Data items
+ + + +
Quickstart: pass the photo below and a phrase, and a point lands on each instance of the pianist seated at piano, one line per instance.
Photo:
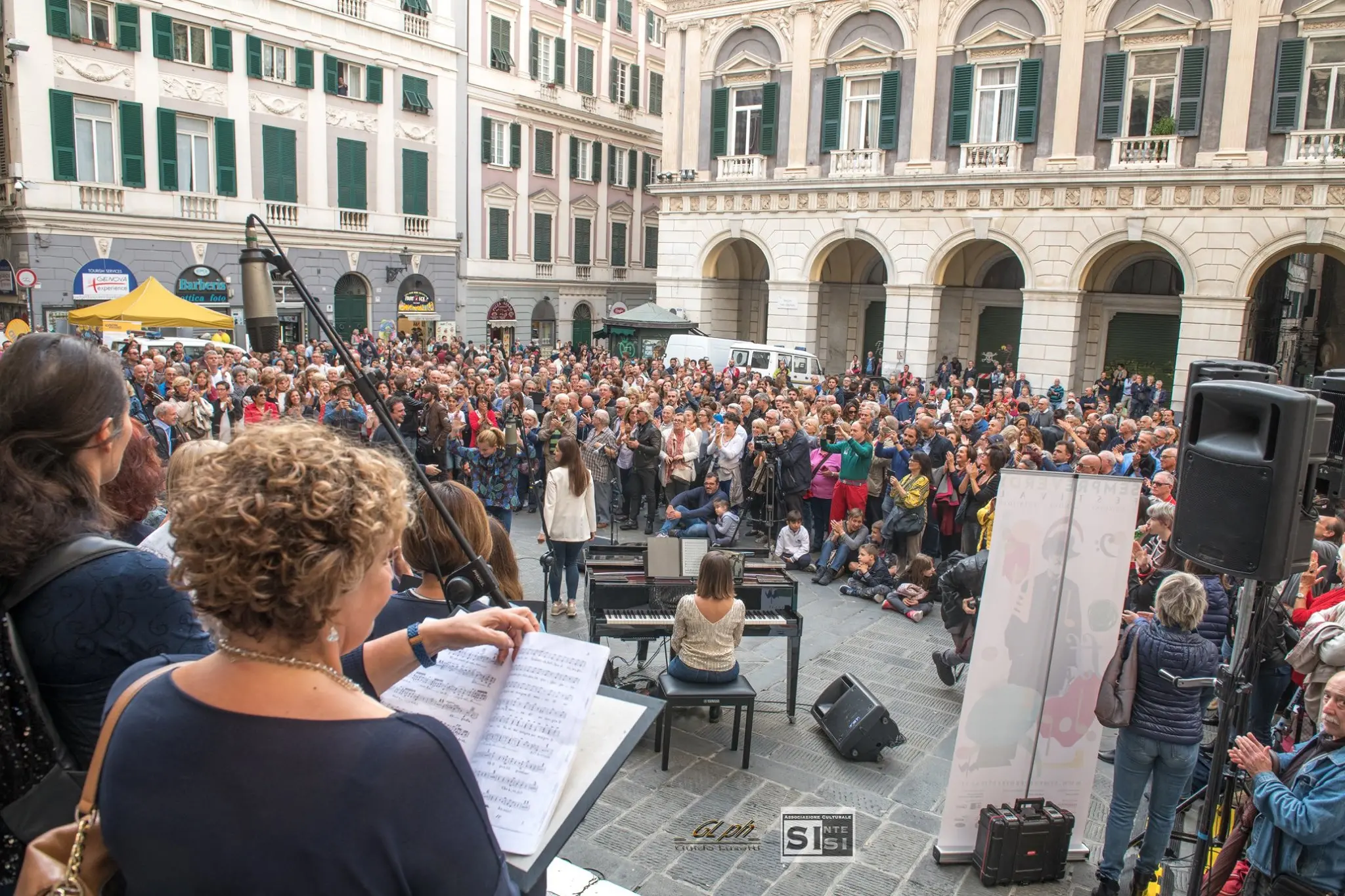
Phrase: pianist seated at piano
(689, 512)
(708, 626)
+ + + +
• [What to work on] Arrange every line of the material above as a Markdown table with the columns "No." and "Line", omitting blank lines and the pictures.

• [Problem solution]
| No. | Line |
|---|---|
| 1 | Quickstart: pass the photo below and a phrase, and a point lands on each instance of the pianist seated at piano, one line per instance. |
| 2 | Photo: |
| 3 | Phrase: pianist seated at piano |
| 4 | (689, 512) |
| 5 | (708, 626) |